SET TASK
Each record below should appear again exactly as written.

Dataset excerpt:
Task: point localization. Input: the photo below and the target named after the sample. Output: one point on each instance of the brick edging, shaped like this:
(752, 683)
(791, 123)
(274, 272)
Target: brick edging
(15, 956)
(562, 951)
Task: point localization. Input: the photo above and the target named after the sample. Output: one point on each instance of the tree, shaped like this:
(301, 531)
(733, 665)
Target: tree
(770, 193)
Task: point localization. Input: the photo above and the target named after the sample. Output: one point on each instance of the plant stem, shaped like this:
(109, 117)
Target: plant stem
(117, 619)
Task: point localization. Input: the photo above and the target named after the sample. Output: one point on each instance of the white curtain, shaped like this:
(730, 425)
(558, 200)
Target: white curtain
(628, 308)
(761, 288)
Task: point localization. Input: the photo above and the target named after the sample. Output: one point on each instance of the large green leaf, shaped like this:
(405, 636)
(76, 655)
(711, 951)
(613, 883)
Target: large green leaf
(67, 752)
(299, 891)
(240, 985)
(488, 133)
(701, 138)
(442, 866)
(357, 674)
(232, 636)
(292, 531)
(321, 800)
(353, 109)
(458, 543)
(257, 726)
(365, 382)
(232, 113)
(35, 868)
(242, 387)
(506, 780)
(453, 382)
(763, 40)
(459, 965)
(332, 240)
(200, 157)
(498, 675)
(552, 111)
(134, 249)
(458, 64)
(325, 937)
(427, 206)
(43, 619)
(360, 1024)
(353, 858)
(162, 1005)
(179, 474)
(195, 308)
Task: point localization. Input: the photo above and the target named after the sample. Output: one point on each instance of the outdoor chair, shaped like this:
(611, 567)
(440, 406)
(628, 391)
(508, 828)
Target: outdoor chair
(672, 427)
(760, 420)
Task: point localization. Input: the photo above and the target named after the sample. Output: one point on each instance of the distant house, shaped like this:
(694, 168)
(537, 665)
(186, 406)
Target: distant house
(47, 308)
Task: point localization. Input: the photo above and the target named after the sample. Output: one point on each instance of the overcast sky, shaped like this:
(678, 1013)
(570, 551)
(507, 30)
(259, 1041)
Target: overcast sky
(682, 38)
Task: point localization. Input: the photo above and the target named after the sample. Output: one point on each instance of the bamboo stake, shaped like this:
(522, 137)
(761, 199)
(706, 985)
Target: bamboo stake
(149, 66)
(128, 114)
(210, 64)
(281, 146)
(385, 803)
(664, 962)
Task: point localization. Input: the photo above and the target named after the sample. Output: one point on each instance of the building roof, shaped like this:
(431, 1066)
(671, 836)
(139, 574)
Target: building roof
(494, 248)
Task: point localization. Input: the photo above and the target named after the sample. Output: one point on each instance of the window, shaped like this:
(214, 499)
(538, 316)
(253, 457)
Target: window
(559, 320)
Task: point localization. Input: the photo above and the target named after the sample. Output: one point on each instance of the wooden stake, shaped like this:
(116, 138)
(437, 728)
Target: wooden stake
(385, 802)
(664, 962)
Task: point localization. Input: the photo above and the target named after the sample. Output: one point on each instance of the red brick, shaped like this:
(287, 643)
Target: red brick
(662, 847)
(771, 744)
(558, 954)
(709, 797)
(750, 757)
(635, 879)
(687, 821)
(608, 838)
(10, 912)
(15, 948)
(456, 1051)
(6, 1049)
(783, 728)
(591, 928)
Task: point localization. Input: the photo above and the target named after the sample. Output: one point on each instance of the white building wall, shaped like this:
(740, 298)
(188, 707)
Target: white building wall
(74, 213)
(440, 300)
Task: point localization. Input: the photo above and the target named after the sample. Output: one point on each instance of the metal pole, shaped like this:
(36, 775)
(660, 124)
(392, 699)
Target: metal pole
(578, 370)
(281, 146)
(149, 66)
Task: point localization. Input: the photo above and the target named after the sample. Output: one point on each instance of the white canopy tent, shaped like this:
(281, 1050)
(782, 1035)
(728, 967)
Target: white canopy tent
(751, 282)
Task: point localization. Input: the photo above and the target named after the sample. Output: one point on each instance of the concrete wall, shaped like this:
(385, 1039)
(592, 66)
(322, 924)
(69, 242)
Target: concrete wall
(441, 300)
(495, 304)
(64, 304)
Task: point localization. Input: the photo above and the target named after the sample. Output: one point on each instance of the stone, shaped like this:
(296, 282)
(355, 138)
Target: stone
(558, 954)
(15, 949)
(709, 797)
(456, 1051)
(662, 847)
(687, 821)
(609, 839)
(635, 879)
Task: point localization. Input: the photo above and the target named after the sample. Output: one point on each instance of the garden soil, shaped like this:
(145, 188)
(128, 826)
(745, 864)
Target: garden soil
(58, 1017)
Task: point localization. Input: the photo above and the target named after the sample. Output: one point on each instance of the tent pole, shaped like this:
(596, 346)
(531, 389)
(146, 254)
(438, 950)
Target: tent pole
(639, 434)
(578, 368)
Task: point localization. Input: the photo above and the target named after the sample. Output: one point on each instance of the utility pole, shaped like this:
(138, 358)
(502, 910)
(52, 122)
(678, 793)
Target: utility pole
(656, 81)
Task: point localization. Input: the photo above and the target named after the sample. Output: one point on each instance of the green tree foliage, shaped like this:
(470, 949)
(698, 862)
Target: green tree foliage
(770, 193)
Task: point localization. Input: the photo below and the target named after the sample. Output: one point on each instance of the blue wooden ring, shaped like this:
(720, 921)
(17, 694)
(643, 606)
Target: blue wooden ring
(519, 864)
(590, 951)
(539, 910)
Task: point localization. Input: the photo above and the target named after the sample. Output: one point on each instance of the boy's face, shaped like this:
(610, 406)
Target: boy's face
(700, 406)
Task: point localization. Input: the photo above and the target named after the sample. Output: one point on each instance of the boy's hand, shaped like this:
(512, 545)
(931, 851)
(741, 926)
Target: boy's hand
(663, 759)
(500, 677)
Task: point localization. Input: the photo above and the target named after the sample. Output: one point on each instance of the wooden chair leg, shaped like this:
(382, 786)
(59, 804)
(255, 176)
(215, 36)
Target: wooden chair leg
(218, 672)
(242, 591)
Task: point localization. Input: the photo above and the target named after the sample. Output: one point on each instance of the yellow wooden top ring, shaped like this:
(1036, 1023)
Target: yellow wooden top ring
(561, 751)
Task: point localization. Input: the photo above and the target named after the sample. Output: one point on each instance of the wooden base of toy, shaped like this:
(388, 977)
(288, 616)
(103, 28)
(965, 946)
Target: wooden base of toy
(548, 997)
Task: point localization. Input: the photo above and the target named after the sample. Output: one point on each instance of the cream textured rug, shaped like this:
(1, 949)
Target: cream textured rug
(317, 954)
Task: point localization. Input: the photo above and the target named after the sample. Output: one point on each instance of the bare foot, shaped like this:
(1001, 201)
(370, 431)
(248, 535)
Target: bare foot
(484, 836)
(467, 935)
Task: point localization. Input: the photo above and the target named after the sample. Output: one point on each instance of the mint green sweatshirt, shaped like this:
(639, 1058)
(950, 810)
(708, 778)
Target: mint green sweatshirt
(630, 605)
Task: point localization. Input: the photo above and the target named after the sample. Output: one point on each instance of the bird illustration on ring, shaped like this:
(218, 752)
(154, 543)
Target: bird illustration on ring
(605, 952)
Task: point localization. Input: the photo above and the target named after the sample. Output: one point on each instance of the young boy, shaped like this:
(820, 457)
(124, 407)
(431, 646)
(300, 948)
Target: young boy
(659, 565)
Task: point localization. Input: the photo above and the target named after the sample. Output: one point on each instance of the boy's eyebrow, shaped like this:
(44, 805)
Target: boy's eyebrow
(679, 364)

SOLUTION FOR THIS PROBLEM
Task: point localization. Input: the photo below and the target named after the sample. Output: one point on each instance of the brick edging, shaped like this:
(752, 683)
(791, 123)
(274, 272)
Target: brick edging
(15, 956)
(562, 951)
Task: point localization. Input: the photo above and the target named after the sample. Output: one point on each instance of the tree, shaped like this:
(301, 531)
(733, 665)
Target: tree
(770, 193)
Task: point localization. Input: the photo above and the target named after the sample. Output: one point on each instance of the plant stem, shaped like this:
(109, 117)
Target: plant stem
(117, 619)
Task: point localization. Input: the photo above and the target named after the sample. Output: one point on each instance of the white curtain, shaped like this:
(730, 425)
(558, 200)
Target: white curtain
(628, 308)
(761, 288)
Task: point localization. Input: the photo above and the target named after the sample. Output: one point on each instance of the large green leaf, shaped like this:
(405, 636)
(76, 655)
(711, 951)
(613, 883)
Target: large green leaf
(67, 752)
(299, 891)
(240, 985)
(488, 133)
(701, 138)
(442, 866)
(357, 674)
(232, 636)
(292, 531)
(321, 800)
(353, 109)
(458, 543)
(257, 726)
(365, 382)
(232, 113)
(35, 868)
(242, 387)
(506, 780)
(453, 382)
(763, 40)
(459, 965)
(332, 240)
(200, 157)
(498, 675)
(552, 111)
(134, 249)
(458, 64)
(325, 937)
(427, 206)
(43, 619)
(360, 1024)
(353, 858)
(162, 1005)
(179, 474)
(195, 308)
Task: point localization. Input: the photo above and the target named after the sample. Output: one point on each instance of the outdoor chair, shaped like this:
(611, 567)
(440, 406)
(628, 391)
(508, 828)
Target: outdoor chair
(672, 427)
(760, 420)
Task: point localization. Input: the photo above and the target named after the sample. Output: one point on each instance of the distant house, shaped like this:
(694, 168)
(537, 665)
(186, 406)
Target: distant house
(47, 308)
Task: point localization. Input: the photo above and the target named after the sample. Output: one point on each instance of the overcast sky, shaped like this:
(678, 1013)
(570, 551)
(507, 30)
(259, 1041)
Target: overcast sky
(682, 38)
Task: point localization. Input: the photo above and the target named after the sample. Output: one point on each instance of the bamboo stake, shaped like this:
(522, 137)
(761, 199)
(706, 985)
Target: bamboo stake
(149, 66)
(128, 114)
(210, 64)
(281, 146)
(385, 803)
(664, 962)
Task: point localization. Input: the photo above and the target named after the sample. Output: one point on each instance of the building roof, shaped like this:
(431, 1066)
(671, 836)
(139, 574)
Target: building roof
(494, 248)
Task: point localization. Input: the photo above and the target named after the sample. Output: one point on each instance of the window, shaped like this:
(214, 499)
(538, 316)
(253, 457)
Target: window
(559, 320)
Task: point localization. Input: the photo above and the target named after the sample. Output: one point on each instance of the wooden stake, shaped like this:
(116, 138)
(437, 728)
Target: wooden stake
(385, 802)
(664, 962)
Task: point localization. Input: the photo above and the target named after the sample. Output: one point on each instance of the red brick, shaped like this:
(287, 643)
Target: red brick
(662, 847)
(771, 744)
(558, 954)
(709, 797)
(750, 757)
(635, 879)
(687, 821)
(608, 838)
(10, 912)
(15, 948)
(456, 1051)
(6, 1049)
(783, 728)
(591, 928)
Task: point localization. Input: the photo above and the target named after the sample. Output: one point on each instance of the white building wall, shaped like this:
(740, 298)
(188, 707)
Target: white building wall
(74, 213)
(440, 300)
Task: point localization. Input: the photo above and the target named after the sample. Output: one point on each instance of the metal pole, shaped like this:
(36, 775)
(660, 124)
(392, 699)
Target: metal pole
(578, 370)
(281, 146)
(149, 66)
Task: point localization. Input: the photo above and the target named after the sample. Output: one point on each instance of the white canopy tent, shaped like this:
(281, 1050)
(782, 1035)
(728, 967)
Target: white canopy tent
(751, 282)
Task: point localization. Input: the photo above and the target named after the sample. Output: one point on each instance of the concrete wall, shaped like this:
(385, 1039)
(592, 66)
(322, 924)
(69, 242)
Target: concrete wall
(441, 300)
(495, 304)
(64, 304)
Task: point localization. Input: the photo above and the target named after the sample. Output: one point on each instance of the stone, shaped like this:
(296, 282)
(355, 138)
Target: stone
(558, 954)
(15, 949)
(709, 797)
(456, 1051)
(662, 847)
(687, 821)
(609, 839)
(635, 879)
Task: point localization. Input: the photo above and the target named after the sample. Output: one point on each instance of the garden soil, shaped like this:
(145, 188)
(128, 826)
(745, 864)
Target: garden soil
(58, 1017)
Task: point localization. Input: the photo above and the target named after the sample. Output: one point on each instance of the tent pole, shaped like this:
(596, 346)
(531, 389)
(146, 254)
(438, 950)
Target: tent pole
(639, 434)
(578, 368)
Task: point localization. Input: the photo above and the target named after the sample. Output: one point on each instance of the utility pole, shaped like this:
(138, 358)
(502, 910)
(52, 122)
(678, 793)
Target: utility pole
(656, 81)
Task: point localization. Input: the photo above and the target named after the sample. Output: one point on each instance of the green tree foliage, shaped like this:
(470, 949)
(698, 862)
Target: green tree foliage
(770, 193)
Task: point localization. Input: the photo below and the target named after the sample. Output: one point on each instance of the blue wooden ring, shaped like this:
(720, 921)
(17, 694)
(643, 606)
Target: blue wooden ring
(519, 864)
(590, 951)
(539, 910)
Task: point localization. Input: the photo above and the target named after the sample. Output: one point on each instance of the boy's face, shaped like this:
(610, 406)
Target: boy's face
(700, 406)
Task: point localization. Input: the photo above and the target named after the sample. Output: one point on each instance of the boy's hand, shaped like this:
(512, 545)
(931, 851)
(741, 926)
Target: boy's hand
(663, 759)
(500, 677)
Task: point localization. Input: the photo above and the target named after the sample. Output: one point on each instance of the wooden chair leg, shaped like this:
(382, 786)
(59, 804)
(255, 176)
(215, 36)
Target: wooden chair leg
(218, 672)
(242, 591)
Task: point localization. Input: the photo above and the target named after the sample. Output: one point on each instance of the yellow wooden top ring, shaped like this:
(1036, 1023)
Target: yellow wooden top ring
(561, 751)
Task: point localization. Input: the photo above and the target named after the sample. Output: one point on each instance of the wooden base of toy, shaped like this:
(388, 977)
(288, 616)
(103, 28)
(965, 946)
Target: wooden base of toy
(548, 997)
Task: point localization. Input: the photo above and the target named after the sample. Output: one point on each instance of the cream textured rug, shaped like this:
(1, 949)
Target: cream textured rug
(317, 954)
Task: point localization. Input: the photo above and the target named after the sample. Output: one point on each instance of the bare foot, shaped like this:
(1001, 201)
(370, 431)
(248, 535)
Target: bare foot
(484, 836)
(467, 935)
Task: point localization. Input: the photo above and the target named after the sample. Output: one point on each instance of the mint green sweatshirt, shaped like this:
(639, 1058)
(950, 810)
(708, 778)
Target: mint green sweatshirt
(630, 605)
Task: point localization. Input: the photo above and the target named after the sample. Output: one point on each instance of the bird illustration on ring, shaped like this:
(218, 752)
(154, 543)
Target: bird illustration on ring
(605, 952)
Task: point localization. Input: the photo above and the target named after the sample. Output: one point on each instance of the young boy, shaped like this:
(820, 457)
(124, 407)
(431, 646)
(300, 948)
Target: young boy
(659, 565)
Task: point localization. Input: the photo above and the target named after the sample. Output: one point on each instance of the boy's eyebrow, shaped like this:
(44, 805)
Target: boy's eyebrow
(679, 364)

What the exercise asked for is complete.